» **Brief**: Reproduce every line of the listing below verbatim, without including any of the images.

(Region labeling listing)
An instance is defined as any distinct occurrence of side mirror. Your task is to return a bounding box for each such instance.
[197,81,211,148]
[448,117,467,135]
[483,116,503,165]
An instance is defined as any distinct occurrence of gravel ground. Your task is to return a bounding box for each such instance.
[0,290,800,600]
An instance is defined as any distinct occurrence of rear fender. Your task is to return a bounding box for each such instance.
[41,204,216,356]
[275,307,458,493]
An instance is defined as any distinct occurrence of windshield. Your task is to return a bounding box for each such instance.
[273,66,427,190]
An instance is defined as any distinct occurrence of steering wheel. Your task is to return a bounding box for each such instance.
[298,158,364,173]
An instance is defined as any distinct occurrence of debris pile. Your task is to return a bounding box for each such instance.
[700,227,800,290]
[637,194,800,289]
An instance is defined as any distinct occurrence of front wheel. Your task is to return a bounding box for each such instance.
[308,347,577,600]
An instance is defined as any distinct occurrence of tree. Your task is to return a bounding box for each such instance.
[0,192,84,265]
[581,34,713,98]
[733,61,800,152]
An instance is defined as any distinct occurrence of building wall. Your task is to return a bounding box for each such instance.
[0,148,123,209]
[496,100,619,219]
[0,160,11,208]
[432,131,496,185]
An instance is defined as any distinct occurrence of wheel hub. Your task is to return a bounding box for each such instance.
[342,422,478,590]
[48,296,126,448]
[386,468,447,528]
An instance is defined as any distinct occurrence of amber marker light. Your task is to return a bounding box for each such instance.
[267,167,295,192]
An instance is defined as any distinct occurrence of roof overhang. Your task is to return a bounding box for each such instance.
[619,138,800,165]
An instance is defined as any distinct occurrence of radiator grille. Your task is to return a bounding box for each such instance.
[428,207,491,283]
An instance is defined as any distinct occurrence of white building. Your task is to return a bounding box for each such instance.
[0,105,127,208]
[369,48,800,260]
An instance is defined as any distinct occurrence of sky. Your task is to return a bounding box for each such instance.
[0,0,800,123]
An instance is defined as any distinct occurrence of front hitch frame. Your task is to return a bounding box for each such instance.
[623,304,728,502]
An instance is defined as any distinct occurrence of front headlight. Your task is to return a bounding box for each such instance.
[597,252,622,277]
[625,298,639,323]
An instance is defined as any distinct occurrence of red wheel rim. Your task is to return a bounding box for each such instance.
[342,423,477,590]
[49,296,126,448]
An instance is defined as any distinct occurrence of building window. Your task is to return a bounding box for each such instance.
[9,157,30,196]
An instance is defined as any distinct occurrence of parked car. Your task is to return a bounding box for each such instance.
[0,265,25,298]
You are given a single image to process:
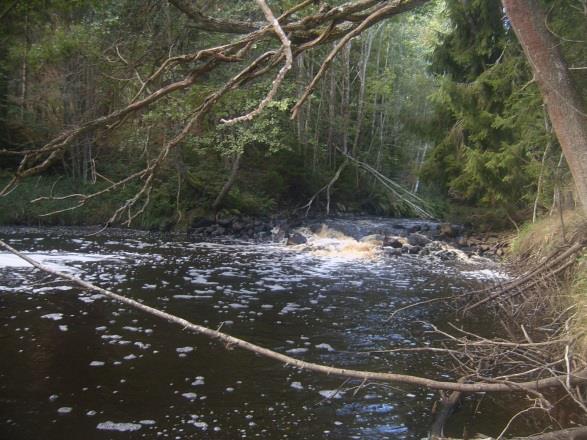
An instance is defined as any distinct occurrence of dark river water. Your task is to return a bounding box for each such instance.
[0,220,532,439]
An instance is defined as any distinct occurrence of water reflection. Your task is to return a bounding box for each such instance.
[0,223,510,439]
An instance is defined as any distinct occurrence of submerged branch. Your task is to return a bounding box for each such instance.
[0,240,587,393]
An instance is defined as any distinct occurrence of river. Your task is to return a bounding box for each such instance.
[0,219,528,440]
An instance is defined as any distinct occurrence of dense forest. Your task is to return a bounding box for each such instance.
[0,0,587,440]
[0,0,587,229]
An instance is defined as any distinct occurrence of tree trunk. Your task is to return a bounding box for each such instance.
[502,0,587,213]
[212,153,242,212]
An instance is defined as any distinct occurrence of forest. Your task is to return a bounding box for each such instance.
[0,0,587,439]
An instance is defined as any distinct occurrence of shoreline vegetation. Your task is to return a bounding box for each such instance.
[0,0,587,438]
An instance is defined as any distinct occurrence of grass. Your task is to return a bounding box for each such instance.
[510,210,587,358]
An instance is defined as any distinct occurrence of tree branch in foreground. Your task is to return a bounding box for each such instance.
[0,240,587,394]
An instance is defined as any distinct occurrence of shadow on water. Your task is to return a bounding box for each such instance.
[0,219,536,439]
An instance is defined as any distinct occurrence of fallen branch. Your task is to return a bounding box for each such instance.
[0,240,587,394]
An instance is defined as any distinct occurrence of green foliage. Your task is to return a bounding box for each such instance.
[422,0,580,217]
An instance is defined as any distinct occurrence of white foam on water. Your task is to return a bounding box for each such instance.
[316,342,336,352]
[96,420,143,432]
[318,390,344,399]
[0,252,121,272]
[41,313,63,321]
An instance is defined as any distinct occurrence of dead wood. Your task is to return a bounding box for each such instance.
[0,240,587,394]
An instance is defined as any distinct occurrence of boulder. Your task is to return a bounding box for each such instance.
[408,232,432,247]
[385,247,402,257]
[408,246,422,255]
[440,223,455,237]
[383,237,404,249]
[361,234,385,243]
[287,232,308,246]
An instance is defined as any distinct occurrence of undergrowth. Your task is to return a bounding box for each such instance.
[510,210,587,358]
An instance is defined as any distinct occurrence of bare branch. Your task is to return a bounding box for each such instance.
[0,240,587,393]
[222,0,293,125]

» **Exercise answer**:
An instance is defined as any distinct occurrence of side mirror. Your task is to return a bounding box for each such instance.
[197,81,211,148]
[448,117,467,135]
[483,116,503,165]
An instance is defined as any distinct occurrence of gravel ground. Your task is to return a bounding box for each such instance.
[0,290,800,600]
An instance is defined as any distinct occurrence of rear fender. Your task is to return a bounding box for each such instance.
[41,204,216,356]
[275,307,458,493]
An instance is defined as any distinct occurrence of windshield. Your task is to return a bounding box for each such instance.
[273,66,427,190]
An instance is defined as any distinct occurrence of steering wheel. Your task is to return a bounding box for each such instance.
[298,158,364,173]
An instance is defined as any distinct occurrence of debris pile. Your task is to return a bounding box for each such instance.
[700,227,800,290]
[637,194,800,289]
An instance is defined as any distinct occurrence of front wheel. Your task is to return a bounding box for each such instance.
[308,347,577,600]
An instance is defined as any distinct occurrence of tree. Your task is to return a bounding box for each such instance.
[0,192,84,265]
[581,34,713,98]
[733,61,800,152]
An instance is defined as any distinct occurrence of building wall. Your task is to return a bounding box for each such instance.
[0,148,123,209]
[496,100,619,219]
[0,160,11,208]
[432,131,496,185]
An instance is defined as any distinct occurrence of wheel hub. Your task is to return a bounding box for each such instance.
[342,422,478,590]
[48,296,126,448]
[386,468,447,528]
An instance is defined as any distinct occurrence of amber marker light. Your task is to return a bounding box for each such instance.
[267,167,295,192]
An instance is defined as any distinct occurrence of roof overhang. Your task is to return a bounding box for each such instance.
[619,138,800,165]
An instance is defined as any distinct occurrence of radiator grille. Your task is to return a bounding box for each such instance.
[428,207,491,283]
An instance is defined as any distinct occurrence of white building. Your task is to return a bounding box for each such instance.
[0,105,127,208]
[369,48,800,260]
An instance is defined as any distinct occurrence of sky. Your task is to return a bounding box for each such instance.
[0,0,800,123]
An instance is defined as any distinct occurrence of front hitch frame. Your task is to return a bounding box for each such instance.
[623,304,728,502]
An instance is defined as any distinct occurrence of front headlight. Your task is to return a bounding box for each such instance.
[597,252,622,277]
[625,298,639,323]
An instance is defined as any distinct occurrence of red wheel rim. Your task is to return a bounding box for each such instance.
[342,423,477,590]
[49,296,126,448]
An instance is defined as any distinct occurrence of building window. Your task is to return a bounding box for each such instance.
[9,157,30,196]
An instance is defined as any distinct occurrence of parked car. Your task is to return a bounding box for each such instance.
[0,265,25,298]
You are given a single image to process:
An instance is defined as any distinct occurrence of dark river water. Your task is to return a bounding box for each such instance.
[0,220,532,439]
An instance is defined as any distinct occurrence of water reflection. Your task is to return a bounding box for each such instance.
[0,223,510,439]
An instance is defined as any distinct occurrence of submerged branch. Your task is to return a bounding box for each such instance.
[0,240,587,393]
An instance is defined as any distinct occurrence of river. Your task is to return a bounding box for each such instance.
[0,219,528,440]
An instance is defined as any distinct occurrence of dense forest. Your task is to return a bounding box for each such instance.
[0,0,587,440]
[0,0,587,229]
An instance is defined as any distinct occurrence of tree trunk. Your task is to return a bounding box for each such instance.
[502,0,587,213]
[212,153,242,212]
An instance is defined as any distinct occurrence of forest. Your task is to return a bounding box for each such instance.
[0,0,587,439]
An instance is defined as any distinct occurrence of shoreline vegetation. Your task is to return a bounding box for each such instance.
[0,0,587,438]
An instance is defined as any distinct occurrence of grass. Your task is to return a bounding box for each such instance.
[510,210,587,358]
An instance is defined as any distinct occurrence of tree branch in foreground. Your task is to return a bounding box for each such instance.
[0,240,587,394]
An instance is defined as any distinct occurrence of shadow on water. Your task is to return a bounding box for each such instance.
[0,219,536,439]
An instance is defined as any distinct occurrence of fallen branch. Your task is to return a bounding box for each such instance.
[0,240,587,394]
An instance is defined as any distinct occurrence of green foliage. Your task is to return a bounding box for each such instance.
[422,0,580,217]
An instance is defined as any distinct occurrence of white foam on water. Your task is to return a bounding box for each such instance.
[316,342,336,352]
[96,420,143,432]
[318,390,344,399]
[0,252,121,272]
[41,313,63,321]
An instance is defined as any distinct occurrence of dead wood. Your task is to return a bounding box for each such instance.
[0,240,587,394]
An instance is defined as any distinct occurrence of boulder. Your task is to return a bounding box for each such instance.
[408,232,432,247]
[385,247,402,257]
[408,246,422,255]
[440,223,455,237]
[383,237,404,249]
[361,234,385,243]
[287,232,308,246]
An instance is defined as any distinct occurrence of undergrowth. Your task is to return a bounding box for each such instance.
[510,210,587,358]
An instance is defined as any distinct occurrence of bare branch. Your task is to return a bounding box for each such instance.
[0,240,587,393]
[222,0,293,125]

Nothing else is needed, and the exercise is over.